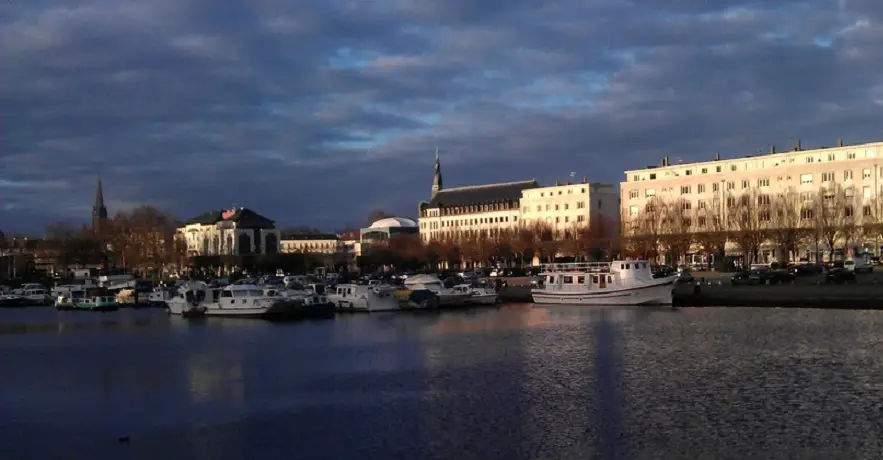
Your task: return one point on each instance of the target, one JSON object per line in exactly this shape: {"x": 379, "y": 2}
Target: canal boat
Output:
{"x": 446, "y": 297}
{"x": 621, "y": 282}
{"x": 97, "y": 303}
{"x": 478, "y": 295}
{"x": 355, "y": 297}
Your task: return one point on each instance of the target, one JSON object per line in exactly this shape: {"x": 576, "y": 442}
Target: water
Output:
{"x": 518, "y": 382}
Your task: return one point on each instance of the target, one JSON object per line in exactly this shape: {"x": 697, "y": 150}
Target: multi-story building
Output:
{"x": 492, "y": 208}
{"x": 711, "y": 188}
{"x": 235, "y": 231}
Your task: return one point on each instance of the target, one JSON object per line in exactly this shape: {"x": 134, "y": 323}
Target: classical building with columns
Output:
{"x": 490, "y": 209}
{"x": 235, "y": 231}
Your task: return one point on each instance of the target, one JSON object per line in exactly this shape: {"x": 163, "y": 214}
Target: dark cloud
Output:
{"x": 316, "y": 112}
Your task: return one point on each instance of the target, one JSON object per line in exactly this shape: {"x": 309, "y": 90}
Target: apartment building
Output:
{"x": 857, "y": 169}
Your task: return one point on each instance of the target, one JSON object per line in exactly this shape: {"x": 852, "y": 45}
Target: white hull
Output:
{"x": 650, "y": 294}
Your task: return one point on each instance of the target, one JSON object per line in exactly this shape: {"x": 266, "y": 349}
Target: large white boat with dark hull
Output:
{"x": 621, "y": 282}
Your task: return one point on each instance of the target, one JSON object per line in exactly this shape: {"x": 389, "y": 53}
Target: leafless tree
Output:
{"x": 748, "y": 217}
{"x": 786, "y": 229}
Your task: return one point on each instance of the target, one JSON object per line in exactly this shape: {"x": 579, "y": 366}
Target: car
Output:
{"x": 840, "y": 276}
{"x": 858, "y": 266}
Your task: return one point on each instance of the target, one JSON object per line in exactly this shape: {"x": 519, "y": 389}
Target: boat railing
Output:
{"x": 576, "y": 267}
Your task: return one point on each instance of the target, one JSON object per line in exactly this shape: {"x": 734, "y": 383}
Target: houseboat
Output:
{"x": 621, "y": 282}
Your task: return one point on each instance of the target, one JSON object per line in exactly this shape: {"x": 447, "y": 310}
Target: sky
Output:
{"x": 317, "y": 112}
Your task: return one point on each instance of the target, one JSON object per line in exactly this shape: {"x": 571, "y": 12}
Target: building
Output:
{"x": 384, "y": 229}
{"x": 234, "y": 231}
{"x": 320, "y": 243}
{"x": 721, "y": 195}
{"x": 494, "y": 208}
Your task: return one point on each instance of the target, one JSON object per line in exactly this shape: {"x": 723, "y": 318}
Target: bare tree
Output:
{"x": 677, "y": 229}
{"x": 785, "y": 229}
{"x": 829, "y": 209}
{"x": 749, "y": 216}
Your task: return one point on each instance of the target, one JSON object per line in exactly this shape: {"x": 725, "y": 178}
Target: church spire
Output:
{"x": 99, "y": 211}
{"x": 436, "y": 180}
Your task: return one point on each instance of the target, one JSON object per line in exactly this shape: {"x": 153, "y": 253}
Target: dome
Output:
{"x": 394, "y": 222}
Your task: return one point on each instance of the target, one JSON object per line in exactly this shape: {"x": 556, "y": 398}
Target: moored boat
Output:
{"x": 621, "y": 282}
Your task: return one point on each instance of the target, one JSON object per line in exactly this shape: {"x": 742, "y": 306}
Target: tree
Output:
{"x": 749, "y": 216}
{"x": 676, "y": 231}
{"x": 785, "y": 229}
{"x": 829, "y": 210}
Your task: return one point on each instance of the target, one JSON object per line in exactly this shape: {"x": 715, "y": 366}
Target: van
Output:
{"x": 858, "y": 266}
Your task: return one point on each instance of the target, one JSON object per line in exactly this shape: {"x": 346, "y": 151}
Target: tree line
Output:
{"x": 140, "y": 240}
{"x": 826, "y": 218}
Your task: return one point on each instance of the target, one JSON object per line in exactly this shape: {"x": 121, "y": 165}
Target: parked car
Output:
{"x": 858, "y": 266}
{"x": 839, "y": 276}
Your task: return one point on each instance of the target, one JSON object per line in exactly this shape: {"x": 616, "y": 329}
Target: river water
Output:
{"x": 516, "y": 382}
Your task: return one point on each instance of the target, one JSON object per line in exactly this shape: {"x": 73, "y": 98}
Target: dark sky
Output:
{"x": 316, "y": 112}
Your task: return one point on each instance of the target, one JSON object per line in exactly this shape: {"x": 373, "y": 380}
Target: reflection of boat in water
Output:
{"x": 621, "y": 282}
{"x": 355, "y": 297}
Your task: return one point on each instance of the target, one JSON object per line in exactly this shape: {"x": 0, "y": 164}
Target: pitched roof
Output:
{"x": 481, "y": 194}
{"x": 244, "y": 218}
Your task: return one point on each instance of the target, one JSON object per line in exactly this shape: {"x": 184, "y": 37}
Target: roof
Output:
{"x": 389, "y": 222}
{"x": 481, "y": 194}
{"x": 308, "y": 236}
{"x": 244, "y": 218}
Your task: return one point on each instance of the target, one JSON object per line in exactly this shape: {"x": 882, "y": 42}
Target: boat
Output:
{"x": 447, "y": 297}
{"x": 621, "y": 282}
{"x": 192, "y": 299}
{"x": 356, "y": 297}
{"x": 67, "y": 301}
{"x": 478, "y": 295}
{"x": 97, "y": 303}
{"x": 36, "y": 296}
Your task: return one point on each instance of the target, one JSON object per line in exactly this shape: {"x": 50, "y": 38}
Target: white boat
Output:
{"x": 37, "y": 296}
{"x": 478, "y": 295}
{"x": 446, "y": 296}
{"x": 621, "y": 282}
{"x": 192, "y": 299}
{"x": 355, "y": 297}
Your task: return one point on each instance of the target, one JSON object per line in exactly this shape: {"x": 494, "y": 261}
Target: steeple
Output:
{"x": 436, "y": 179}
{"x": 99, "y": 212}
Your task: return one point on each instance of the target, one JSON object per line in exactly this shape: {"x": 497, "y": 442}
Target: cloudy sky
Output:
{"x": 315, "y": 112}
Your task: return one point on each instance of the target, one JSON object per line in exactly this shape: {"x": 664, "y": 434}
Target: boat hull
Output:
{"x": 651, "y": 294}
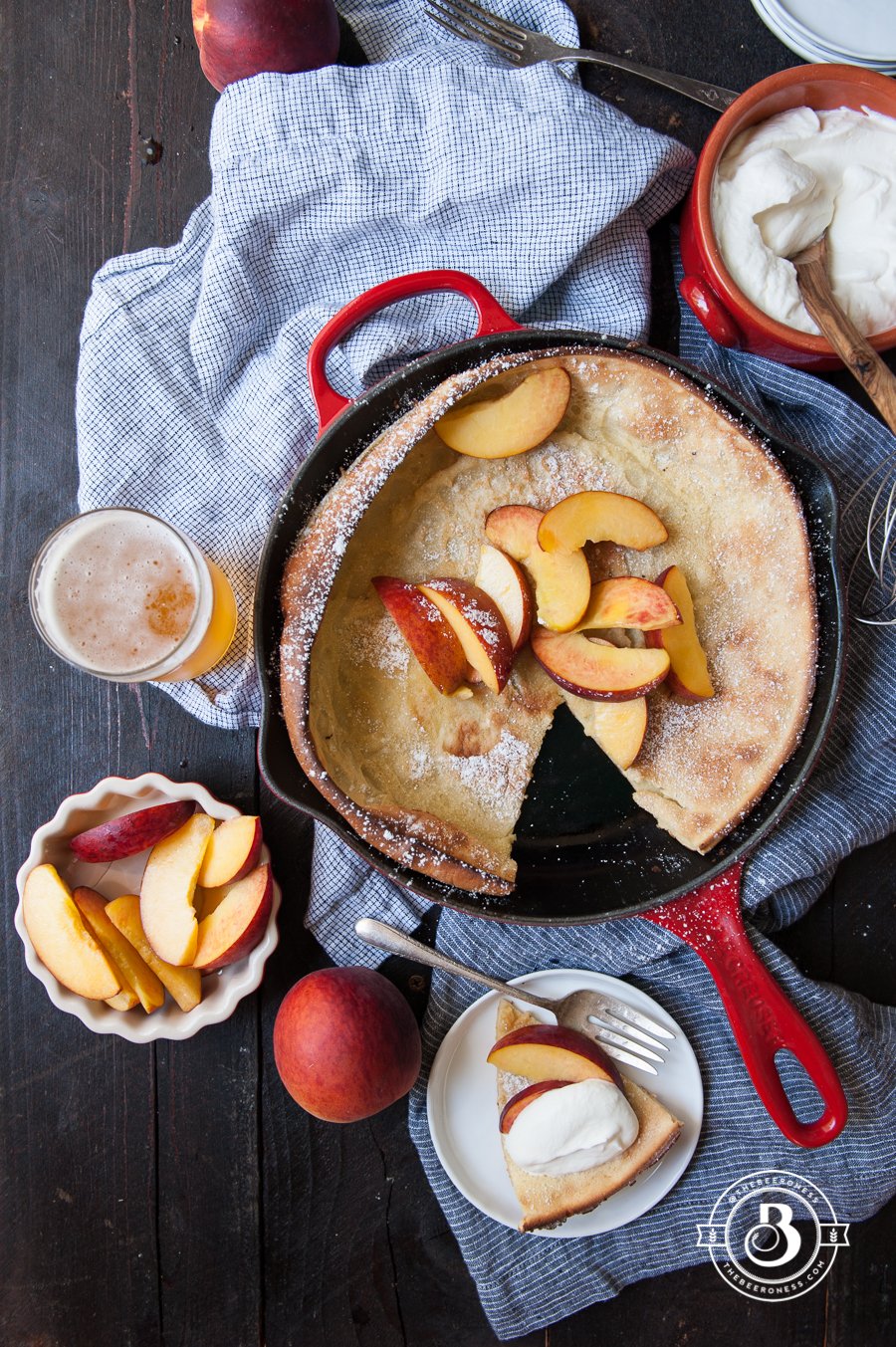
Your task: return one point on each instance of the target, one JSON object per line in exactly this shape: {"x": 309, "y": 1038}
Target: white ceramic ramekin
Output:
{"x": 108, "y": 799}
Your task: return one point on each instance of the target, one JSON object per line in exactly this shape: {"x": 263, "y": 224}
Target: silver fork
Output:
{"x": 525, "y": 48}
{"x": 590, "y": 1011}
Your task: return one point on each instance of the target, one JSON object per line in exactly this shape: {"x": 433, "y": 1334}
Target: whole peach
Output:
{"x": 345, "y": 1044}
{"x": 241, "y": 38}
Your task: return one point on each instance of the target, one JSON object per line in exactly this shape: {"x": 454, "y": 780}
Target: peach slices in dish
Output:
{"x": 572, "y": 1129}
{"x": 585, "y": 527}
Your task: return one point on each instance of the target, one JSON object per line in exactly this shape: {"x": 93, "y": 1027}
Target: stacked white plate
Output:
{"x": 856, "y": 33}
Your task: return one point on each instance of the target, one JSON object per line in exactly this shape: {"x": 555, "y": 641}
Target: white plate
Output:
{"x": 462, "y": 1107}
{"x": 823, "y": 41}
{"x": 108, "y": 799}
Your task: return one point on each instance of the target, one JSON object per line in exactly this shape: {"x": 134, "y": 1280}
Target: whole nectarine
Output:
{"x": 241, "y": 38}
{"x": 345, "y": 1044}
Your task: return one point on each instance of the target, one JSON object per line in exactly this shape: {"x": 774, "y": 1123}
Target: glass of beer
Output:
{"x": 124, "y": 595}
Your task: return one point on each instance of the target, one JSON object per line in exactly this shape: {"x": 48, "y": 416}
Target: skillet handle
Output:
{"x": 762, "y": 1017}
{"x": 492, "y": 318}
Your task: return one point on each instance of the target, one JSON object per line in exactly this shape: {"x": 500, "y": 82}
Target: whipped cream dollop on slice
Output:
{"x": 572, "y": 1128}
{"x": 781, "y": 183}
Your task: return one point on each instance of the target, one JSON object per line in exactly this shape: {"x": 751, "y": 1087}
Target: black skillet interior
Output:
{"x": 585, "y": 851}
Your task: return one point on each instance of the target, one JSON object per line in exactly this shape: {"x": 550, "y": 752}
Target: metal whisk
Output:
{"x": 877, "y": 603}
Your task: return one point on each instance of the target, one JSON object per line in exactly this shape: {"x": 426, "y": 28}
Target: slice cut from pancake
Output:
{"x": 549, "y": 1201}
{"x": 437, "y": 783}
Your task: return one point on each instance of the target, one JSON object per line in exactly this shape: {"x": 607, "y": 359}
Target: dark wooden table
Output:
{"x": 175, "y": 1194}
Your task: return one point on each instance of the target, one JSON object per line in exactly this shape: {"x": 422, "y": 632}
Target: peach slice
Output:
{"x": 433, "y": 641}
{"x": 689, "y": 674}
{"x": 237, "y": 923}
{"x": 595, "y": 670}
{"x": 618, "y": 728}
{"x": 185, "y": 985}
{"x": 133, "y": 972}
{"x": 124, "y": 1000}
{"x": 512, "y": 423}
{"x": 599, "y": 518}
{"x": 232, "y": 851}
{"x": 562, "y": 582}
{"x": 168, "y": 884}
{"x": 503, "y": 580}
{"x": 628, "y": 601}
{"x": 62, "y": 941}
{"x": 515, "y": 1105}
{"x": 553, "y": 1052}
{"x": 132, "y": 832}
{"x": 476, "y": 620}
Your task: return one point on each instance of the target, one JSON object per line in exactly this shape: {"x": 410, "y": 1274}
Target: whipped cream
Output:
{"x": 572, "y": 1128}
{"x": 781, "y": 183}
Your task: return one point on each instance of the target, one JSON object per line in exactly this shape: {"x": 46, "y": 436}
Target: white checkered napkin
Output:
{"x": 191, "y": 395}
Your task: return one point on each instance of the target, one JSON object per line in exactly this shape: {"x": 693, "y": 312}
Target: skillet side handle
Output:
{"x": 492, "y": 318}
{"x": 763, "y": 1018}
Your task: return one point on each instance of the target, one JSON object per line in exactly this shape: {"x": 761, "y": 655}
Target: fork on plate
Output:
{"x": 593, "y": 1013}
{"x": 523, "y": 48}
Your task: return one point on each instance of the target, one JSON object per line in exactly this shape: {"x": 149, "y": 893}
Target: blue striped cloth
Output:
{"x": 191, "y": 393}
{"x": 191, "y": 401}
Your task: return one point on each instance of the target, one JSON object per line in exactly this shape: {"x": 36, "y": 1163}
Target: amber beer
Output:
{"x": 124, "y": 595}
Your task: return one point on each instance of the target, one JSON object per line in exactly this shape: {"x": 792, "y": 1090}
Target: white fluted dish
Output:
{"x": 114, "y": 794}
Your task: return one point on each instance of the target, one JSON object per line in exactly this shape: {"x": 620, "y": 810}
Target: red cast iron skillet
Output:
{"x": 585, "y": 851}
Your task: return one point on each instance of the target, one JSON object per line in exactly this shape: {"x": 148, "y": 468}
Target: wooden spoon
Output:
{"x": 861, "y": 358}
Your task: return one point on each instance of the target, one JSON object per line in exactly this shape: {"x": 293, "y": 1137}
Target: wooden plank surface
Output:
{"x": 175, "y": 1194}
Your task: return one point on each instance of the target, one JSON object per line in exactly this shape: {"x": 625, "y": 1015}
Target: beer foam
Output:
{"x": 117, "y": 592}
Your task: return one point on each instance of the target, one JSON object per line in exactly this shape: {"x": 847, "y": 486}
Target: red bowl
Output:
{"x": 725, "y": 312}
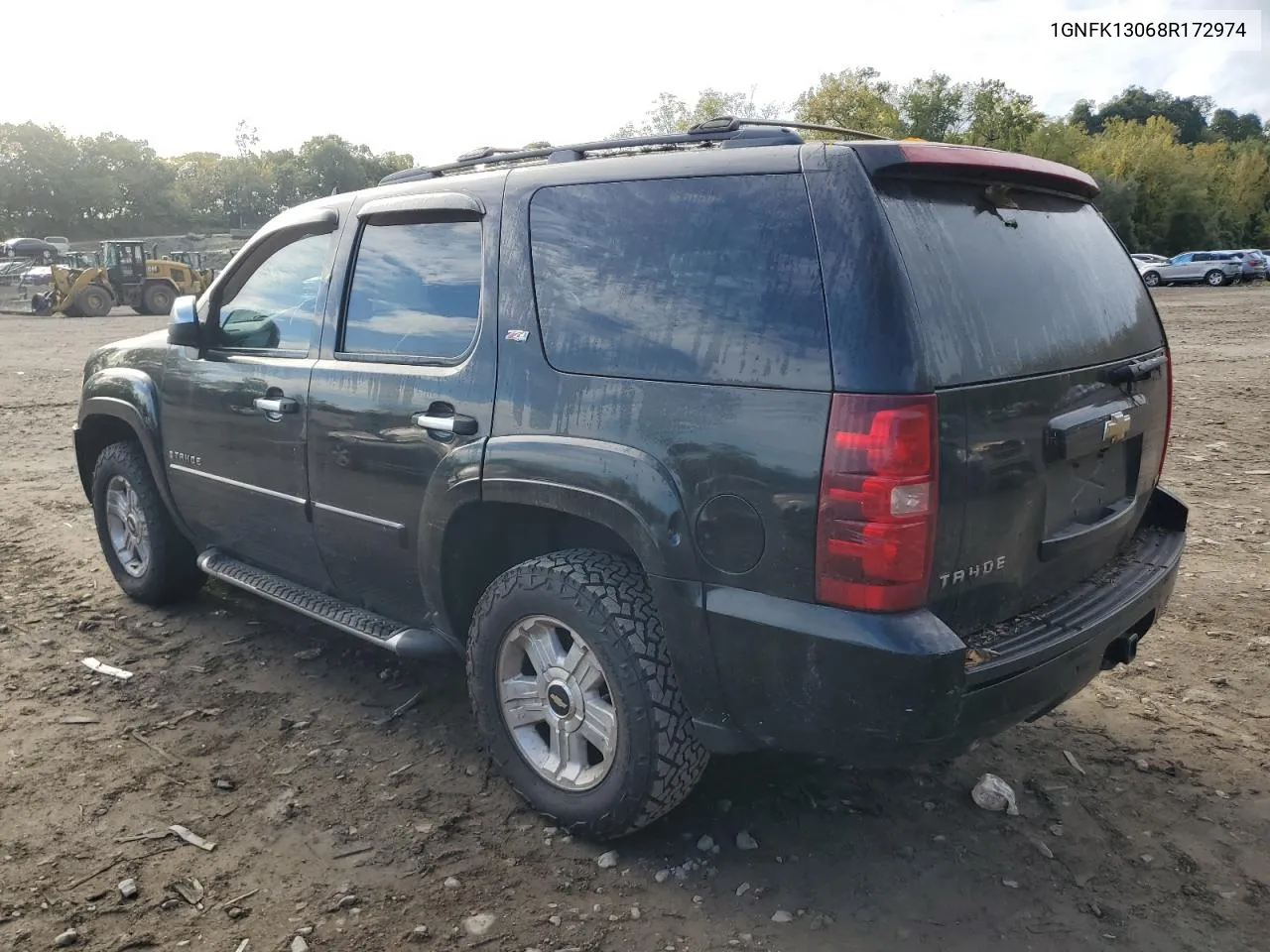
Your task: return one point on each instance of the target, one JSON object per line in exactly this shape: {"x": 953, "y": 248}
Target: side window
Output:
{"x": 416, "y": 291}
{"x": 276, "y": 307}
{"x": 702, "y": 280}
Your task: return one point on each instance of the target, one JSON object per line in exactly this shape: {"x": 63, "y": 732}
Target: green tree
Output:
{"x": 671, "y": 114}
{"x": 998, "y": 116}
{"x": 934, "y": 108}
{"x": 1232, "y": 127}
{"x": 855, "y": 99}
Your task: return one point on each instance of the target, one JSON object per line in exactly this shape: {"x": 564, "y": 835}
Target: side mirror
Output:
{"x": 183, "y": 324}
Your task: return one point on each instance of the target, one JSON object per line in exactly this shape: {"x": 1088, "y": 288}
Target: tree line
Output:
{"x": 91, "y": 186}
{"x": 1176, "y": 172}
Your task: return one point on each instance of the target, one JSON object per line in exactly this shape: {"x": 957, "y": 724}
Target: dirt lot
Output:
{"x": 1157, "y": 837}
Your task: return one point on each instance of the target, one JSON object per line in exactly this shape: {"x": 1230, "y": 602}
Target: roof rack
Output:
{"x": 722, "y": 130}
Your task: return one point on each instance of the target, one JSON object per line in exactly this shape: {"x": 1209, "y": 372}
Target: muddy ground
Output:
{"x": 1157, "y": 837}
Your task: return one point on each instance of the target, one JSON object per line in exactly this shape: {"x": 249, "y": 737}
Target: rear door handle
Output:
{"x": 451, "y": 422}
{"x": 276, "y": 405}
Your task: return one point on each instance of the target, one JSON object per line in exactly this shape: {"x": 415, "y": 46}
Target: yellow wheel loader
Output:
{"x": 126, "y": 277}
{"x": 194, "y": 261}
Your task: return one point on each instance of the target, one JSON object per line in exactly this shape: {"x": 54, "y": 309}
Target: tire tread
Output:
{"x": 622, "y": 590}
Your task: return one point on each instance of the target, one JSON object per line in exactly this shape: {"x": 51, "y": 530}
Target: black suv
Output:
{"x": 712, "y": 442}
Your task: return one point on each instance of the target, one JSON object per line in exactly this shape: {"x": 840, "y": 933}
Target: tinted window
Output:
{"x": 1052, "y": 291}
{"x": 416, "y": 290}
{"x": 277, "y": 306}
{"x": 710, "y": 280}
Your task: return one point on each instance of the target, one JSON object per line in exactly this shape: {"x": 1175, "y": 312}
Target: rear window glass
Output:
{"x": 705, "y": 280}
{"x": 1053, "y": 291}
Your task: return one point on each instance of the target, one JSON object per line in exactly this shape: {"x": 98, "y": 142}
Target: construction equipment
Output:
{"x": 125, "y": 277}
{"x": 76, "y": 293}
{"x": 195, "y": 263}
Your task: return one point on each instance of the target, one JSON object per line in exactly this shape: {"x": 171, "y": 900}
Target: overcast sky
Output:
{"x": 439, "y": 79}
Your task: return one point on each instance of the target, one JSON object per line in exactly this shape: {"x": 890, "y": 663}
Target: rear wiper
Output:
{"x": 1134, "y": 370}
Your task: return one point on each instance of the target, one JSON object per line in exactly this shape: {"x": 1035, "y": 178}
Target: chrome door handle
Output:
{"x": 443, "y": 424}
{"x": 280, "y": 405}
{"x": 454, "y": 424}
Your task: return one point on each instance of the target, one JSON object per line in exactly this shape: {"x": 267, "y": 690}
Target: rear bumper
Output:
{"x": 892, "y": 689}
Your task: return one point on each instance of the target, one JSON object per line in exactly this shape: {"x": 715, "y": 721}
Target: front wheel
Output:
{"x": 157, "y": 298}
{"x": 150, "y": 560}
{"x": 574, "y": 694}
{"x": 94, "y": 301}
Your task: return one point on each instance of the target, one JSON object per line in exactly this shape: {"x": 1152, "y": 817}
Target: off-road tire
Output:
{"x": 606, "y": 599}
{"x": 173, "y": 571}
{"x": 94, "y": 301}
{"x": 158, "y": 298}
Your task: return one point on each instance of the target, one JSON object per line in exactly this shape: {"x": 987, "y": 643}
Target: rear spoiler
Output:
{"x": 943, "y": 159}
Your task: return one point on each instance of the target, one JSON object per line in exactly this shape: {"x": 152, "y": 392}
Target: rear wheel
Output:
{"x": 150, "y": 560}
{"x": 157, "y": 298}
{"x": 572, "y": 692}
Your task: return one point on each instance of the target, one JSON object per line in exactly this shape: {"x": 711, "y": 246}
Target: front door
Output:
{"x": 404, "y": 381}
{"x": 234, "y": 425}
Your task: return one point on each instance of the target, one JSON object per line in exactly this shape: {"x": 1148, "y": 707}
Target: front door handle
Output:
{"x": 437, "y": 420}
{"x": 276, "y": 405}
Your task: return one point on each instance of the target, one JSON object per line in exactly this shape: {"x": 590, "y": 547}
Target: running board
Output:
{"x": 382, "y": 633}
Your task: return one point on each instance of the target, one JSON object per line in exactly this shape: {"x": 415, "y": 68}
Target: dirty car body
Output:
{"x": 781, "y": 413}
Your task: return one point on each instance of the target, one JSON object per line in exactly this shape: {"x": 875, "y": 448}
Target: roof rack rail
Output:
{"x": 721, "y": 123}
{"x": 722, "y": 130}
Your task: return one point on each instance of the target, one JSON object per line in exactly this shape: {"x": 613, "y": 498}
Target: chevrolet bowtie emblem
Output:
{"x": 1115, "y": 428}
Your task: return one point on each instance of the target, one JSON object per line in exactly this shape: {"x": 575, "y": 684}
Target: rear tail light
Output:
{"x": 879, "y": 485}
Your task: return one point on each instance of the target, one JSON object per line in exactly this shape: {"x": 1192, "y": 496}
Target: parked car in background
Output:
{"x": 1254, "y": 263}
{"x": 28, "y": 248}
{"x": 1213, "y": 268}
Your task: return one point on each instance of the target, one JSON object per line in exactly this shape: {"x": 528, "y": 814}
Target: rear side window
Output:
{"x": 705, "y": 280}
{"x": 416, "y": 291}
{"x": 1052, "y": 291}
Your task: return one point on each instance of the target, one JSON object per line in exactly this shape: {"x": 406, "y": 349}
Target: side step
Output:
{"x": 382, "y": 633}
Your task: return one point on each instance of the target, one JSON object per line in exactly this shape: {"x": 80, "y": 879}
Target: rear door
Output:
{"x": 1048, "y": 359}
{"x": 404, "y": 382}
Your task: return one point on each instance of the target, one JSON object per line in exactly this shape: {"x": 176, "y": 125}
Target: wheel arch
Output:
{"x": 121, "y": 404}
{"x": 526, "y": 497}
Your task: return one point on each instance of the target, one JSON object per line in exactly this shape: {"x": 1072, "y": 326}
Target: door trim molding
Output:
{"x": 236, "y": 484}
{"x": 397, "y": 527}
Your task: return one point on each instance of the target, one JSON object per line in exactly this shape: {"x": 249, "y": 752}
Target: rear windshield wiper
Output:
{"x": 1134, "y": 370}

— Exercise aim —
Copy out all lines above holding "wheel".

— Expected output —
Target: yellow wheel loader
Target: front wheel
Target: rear wheel
Target: wheel arch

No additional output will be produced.